With pictures excluded, give again exactly the lines running from the one holding "Annotate the open" through the end of the listing below.
_ _ _
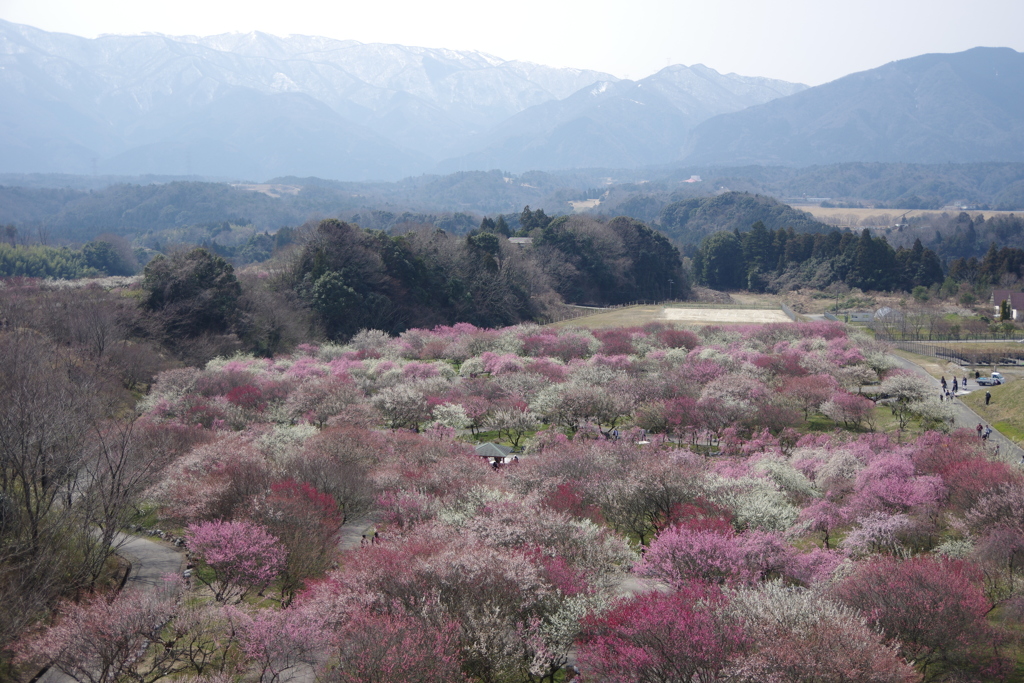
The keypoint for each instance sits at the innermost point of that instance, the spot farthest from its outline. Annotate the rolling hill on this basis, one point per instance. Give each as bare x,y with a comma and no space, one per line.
962,108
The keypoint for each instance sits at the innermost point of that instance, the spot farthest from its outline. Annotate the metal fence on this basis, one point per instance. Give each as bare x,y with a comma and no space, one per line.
965,355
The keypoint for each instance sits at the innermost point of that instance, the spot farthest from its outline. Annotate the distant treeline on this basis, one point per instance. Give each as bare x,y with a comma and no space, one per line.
690,220
353,279
761,259
93,260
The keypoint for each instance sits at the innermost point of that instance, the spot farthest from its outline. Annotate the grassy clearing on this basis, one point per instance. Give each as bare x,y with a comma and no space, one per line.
1006,413
931,365
619,317
689,313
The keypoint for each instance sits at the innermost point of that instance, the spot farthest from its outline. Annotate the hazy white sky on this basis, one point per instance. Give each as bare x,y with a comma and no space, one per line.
810,41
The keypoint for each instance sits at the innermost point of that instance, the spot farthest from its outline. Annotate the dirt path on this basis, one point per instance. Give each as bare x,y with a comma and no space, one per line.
965,417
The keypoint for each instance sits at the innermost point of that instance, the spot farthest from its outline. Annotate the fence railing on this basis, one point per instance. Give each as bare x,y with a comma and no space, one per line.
964,355
572,311
987,334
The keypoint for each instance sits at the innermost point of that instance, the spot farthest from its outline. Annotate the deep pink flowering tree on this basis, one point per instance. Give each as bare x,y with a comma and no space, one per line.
682,556
658,638
823,516
241,555
935,609
278,641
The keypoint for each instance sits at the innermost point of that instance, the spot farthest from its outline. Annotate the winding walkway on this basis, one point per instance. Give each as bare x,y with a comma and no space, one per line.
151,561
966,417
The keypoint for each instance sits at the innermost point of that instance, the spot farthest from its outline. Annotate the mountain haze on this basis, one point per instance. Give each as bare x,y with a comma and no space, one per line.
620,124
255,105
967,107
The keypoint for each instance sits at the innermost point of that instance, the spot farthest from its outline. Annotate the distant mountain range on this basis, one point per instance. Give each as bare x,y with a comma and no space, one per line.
962,108
254,105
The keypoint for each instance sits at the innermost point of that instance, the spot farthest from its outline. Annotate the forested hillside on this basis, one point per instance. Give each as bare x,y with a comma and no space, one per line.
690,220
761,259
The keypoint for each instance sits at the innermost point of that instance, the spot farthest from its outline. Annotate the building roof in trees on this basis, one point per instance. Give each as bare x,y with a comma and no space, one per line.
1016,299
491,450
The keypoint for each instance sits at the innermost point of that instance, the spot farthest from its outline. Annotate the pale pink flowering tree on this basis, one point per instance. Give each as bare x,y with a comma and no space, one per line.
375,647
100,640
682,556
823,516
850,409
243,557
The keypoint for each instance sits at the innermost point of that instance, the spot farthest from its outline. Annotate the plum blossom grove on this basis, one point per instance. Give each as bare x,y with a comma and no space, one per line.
732,473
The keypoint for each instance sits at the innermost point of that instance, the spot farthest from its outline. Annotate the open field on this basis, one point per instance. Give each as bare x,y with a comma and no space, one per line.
879,217
616,317
689,314
724,315
1006,413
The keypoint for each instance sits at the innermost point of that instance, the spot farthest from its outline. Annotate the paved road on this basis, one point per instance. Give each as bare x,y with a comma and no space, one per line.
965,416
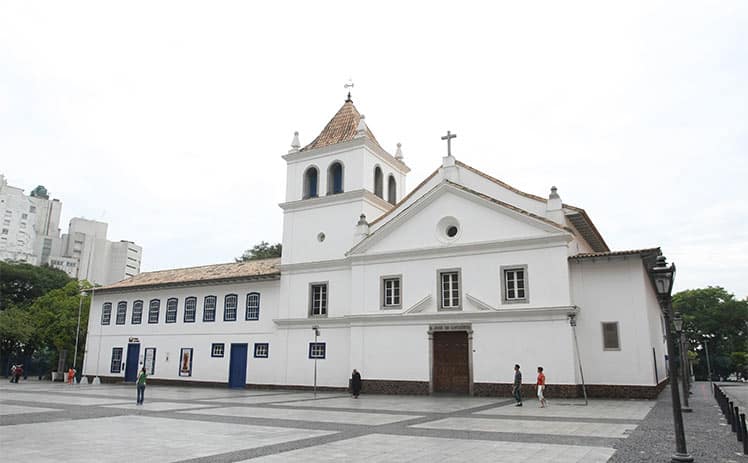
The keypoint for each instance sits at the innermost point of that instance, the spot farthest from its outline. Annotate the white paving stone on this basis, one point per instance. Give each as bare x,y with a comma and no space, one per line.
607,409
373,419
137,438
8,409
399,403
376,448
559,428
60,399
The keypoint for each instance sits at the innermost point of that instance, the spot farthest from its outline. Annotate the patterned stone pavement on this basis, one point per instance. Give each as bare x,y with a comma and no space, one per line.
46,422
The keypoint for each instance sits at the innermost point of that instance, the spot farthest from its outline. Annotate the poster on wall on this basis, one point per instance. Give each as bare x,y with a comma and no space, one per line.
149,360
185,362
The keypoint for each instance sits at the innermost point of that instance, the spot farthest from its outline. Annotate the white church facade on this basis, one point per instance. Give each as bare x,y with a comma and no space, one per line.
441,290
_ _ _
● **RESULT OF THE EXERCISE**
The keypoint for each instance sits at the innermost point of that instance, the spot farthest from its outline. Annotate the open field on this basis, one point per instance. Give each as bare x,y with a comma and no space, one per line.
879,217
616,317
689,314
724,315
1006,413
The keypoint for each instance sits at the innermost point of that instance, the spot farthest from its outline. Annotate the paved road on this basis, one point per instance. Give each as bare x,y with a comma and no space, one per line.
965,416
The keypoint for each instance sits at the innermost point of that instance, the spot farthest from its outline. Annotate the white paving stone on this basis, one point per instance. Give each as bare x,y with a comma and no space, one per line.
607,409
373,419
137,438
8,409
399,403
376,448
559,428
60,399
The keypoint for each instance sits at the innermost point of that instance, the spot farthest from its outline. Annotate the patterned stone pavement on this basis, one point per instance. Give each as bare x,y with a comma and no space, one per line.
46,422
The keypoint for each instance sits at the innermost point of that instance, the spot farthest from its outline. Annotate the poster on wall on this basis, one point per instance. Give each as bare x,y with a comma and no space, one per line.
149,360
185,362
The keypoint for each instance sits at the innermost point of that instance, the spot farthest from its outline. Annotate the white church facade on this basis, one point per instance. Give each as bare x,y with a comma and no space, one per line.
441,290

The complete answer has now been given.